Resize the stretch of rows from the line containing "Task: Locate the red sock" through the line containing "[290,239,331,304]", both included. Reproduce every line in that range, task lines as well, but multiply each bounding box coordinate by 2.2 and round to the nearest whole number, with halves rounded up.

* [RECORDS SHOWN]:
"""
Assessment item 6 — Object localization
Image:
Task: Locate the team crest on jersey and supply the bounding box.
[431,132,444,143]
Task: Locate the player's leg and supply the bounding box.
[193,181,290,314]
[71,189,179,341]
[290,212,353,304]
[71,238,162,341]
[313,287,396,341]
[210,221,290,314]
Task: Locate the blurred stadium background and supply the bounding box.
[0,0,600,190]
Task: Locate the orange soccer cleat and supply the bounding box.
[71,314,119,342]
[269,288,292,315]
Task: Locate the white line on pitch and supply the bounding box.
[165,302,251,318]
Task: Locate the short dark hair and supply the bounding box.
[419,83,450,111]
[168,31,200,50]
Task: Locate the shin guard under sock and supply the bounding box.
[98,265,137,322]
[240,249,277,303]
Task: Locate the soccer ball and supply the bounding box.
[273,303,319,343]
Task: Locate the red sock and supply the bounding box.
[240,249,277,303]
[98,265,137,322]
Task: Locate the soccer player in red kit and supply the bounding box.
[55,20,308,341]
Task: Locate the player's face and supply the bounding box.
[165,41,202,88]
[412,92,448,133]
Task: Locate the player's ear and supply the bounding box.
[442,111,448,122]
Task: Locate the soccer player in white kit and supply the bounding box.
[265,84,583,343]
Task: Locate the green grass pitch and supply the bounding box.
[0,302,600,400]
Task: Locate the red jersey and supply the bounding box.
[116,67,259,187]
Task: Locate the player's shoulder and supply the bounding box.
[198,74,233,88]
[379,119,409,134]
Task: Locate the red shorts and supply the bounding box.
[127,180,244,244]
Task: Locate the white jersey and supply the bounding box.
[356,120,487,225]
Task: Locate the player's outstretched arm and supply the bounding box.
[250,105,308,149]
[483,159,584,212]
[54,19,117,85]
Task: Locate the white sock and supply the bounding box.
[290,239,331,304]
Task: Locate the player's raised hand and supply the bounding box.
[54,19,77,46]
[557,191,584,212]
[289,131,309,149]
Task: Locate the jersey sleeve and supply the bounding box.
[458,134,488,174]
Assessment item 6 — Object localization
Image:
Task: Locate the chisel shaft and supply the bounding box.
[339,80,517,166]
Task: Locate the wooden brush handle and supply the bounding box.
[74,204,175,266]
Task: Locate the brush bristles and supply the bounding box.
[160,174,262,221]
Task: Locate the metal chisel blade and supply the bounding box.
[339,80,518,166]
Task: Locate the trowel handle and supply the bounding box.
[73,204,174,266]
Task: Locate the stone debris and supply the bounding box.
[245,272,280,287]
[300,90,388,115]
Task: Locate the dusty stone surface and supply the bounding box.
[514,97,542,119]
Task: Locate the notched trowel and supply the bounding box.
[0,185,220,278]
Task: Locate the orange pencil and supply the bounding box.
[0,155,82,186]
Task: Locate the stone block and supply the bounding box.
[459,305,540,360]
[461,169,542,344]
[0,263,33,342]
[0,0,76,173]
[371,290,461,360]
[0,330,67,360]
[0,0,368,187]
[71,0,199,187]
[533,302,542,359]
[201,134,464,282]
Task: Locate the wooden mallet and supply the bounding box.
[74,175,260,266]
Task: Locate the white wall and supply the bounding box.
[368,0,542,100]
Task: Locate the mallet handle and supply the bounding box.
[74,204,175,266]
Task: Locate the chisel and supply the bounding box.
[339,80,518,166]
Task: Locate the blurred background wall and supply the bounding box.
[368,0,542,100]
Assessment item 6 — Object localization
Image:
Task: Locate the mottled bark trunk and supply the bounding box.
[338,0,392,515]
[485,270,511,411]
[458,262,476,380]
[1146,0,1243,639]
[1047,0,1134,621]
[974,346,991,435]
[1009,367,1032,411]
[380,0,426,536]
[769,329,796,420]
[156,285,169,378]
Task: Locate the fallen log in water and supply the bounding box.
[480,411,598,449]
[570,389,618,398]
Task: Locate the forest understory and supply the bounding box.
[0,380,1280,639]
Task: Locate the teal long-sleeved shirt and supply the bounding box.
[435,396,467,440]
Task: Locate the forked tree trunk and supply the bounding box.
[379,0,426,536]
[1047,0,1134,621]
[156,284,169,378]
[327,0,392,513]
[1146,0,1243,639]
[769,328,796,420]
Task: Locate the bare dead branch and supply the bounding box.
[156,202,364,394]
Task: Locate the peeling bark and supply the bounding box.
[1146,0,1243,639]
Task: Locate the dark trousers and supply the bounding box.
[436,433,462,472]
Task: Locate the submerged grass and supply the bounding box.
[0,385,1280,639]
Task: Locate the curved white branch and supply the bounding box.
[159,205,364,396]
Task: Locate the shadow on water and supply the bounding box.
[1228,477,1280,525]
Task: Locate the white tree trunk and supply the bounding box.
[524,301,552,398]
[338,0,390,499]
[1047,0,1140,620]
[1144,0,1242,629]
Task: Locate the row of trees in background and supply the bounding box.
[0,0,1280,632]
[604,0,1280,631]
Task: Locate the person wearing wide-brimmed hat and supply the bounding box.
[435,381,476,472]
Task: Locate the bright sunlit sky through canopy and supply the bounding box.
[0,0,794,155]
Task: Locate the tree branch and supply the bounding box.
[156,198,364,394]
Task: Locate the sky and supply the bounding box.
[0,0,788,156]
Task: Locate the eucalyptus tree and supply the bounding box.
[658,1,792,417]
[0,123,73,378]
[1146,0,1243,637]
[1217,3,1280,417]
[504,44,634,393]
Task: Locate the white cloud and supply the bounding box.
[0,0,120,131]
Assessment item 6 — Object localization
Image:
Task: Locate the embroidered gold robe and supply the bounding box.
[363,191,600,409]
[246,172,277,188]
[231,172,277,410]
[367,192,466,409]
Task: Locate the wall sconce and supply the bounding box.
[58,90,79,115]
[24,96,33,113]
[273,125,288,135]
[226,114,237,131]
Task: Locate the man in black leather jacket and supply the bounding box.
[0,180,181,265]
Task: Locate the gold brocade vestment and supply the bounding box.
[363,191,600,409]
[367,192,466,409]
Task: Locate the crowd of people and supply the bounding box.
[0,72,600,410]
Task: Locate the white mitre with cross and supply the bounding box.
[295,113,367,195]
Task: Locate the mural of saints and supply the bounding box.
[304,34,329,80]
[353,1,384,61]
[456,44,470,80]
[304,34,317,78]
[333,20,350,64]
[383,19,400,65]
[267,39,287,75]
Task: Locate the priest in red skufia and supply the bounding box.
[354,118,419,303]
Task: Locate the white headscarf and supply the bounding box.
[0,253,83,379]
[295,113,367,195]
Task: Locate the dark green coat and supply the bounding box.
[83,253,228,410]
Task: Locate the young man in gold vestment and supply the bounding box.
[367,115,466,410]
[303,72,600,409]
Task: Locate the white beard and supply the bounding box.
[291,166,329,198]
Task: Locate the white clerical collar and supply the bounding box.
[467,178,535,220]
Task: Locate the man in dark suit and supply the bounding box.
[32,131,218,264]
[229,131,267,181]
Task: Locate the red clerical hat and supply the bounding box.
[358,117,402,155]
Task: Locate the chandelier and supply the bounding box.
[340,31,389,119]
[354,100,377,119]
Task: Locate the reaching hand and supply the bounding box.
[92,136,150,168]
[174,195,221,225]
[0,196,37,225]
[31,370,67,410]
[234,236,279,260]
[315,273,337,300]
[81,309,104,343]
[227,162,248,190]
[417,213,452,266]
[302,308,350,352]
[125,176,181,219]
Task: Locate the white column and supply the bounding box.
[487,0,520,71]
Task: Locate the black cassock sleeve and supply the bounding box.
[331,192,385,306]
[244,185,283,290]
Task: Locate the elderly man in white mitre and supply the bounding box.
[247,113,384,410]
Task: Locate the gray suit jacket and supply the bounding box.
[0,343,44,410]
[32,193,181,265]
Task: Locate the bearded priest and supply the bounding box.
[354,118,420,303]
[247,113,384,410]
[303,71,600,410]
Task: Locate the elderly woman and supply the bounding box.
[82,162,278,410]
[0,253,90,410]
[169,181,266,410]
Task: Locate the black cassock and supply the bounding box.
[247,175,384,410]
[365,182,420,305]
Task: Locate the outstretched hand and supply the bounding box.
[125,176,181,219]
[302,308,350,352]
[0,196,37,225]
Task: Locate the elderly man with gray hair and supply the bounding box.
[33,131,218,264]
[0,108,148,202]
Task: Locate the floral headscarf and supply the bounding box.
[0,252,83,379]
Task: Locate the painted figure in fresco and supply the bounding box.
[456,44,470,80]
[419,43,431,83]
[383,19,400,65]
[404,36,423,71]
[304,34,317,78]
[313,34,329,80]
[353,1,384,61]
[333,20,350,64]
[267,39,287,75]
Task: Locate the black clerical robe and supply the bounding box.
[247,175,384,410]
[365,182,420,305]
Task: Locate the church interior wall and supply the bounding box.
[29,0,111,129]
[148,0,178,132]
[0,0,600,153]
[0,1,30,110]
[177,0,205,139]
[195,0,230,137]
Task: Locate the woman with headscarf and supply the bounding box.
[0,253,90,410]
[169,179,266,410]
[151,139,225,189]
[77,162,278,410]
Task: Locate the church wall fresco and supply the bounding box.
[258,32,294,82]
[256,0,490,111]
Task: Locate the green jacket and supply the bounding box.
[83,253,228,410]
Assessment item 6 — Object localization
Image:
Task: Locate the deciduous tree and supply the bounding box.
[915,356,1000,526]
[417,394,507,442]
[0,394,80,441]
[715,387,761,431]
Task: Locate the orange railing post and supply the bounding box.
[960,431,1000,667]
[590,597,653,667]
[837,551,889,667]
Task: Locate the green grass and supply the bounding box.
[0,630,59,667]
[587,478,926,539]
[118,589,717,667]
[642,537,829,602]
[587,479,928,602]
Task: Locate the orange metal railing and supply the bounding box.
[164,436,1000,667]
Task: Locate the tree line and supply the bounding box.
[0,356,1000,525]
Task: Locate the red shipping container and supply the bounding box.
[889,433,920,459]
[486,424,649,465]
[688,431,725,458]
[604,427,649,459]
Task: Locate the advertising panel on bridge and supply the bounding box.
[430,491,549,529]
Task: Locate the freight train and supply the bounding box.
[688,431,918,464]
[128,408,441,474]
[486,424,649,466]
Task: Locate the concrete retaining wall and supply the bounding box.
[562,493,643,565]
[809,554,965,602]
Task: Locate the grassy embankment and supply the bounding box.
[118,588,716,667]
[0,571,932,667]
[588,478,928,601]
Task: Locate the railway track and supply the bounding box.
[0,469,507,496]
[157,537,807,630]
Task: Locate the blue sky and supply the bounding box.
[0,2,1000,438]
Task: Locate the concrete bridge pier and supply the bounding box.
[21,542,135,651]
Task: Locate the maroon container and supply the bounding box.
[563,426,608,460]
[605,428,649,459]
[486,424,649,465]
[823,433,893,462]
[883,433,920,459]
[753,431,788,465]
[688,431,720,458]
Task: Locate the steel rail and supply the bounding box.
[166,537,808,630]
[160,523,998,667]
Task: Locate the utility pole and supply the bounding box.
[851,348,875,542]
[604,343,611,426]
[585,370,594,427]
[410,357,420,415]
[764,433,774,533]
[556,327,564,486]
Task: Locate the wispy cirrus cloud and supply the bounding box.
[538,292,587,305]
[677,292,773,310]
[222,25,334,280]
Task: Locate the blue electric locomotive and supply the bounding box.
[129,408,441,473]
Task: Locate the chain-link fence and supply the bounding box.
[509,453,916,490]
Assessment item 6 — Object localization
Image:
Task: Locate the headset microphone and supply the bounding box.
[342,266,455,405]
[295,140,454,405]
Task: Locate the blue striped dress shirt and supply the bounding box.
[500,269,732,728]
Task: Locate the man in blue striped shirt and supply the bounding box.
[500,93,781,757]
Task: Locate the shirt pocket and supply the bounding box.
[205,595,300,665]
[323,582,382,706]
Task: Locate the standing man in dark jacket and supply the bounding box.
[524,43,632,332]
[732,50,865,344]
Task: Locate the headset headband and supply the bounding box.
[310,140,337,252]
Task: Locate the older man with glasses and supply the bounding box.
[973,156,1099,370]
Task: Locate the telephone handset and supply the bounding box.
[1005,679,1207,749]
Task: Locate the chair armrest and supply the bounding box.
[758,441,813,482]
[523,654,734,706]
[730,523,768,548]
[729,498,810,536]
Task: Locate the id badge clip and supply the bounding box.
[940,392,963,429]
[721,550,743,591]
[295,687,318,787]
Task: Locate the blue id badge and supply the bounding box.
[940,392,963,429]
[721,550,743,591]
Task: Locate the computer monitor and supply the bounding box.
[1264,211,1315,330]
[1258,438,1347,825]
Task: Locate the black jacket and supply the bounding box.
"""
* [RESULT OF THE EXERCISE]:
Task: Locate the red sock and supply the bounding box.
[528,548,609,667]
[216,583,301,708]
Task: Locate the soccer player in red kit and supply the bounding box.
[121,44,678,750]
Task: Locate the player's face and supply the bounding box.
[363,90,444,194]
[906,202,986,293]
Task: Locate the player's ear and supply the bounding box.
[972,244,986,268]
Task: Locate the soccer player in white kit and supply the bounding box.
[583,185,1283,755]
Task: Locate the green grass pitch and supply the bounding box.
[0,664,1320,880]
Task: Locate the red jersey and supply the bounding box.
[255,147,570,411]
Task: Locate the player's shoulder and supply the bounding box.
[436,163,513,194]
[834,262,900,295]
Task: Locate the red shorts and supply the bounding box.
[279,396,537,537]
Task: Locate the white jersey and supply the bounding box.
[783,264,1071,495]
Task: Locate the player's outstretched arm and supply the bounding box.
[550,231,678,328]
[1063,350,1285,466]
[119,42,257,187]
Task: Locate the white sock and supply the bounding box.
[638,526,728,669]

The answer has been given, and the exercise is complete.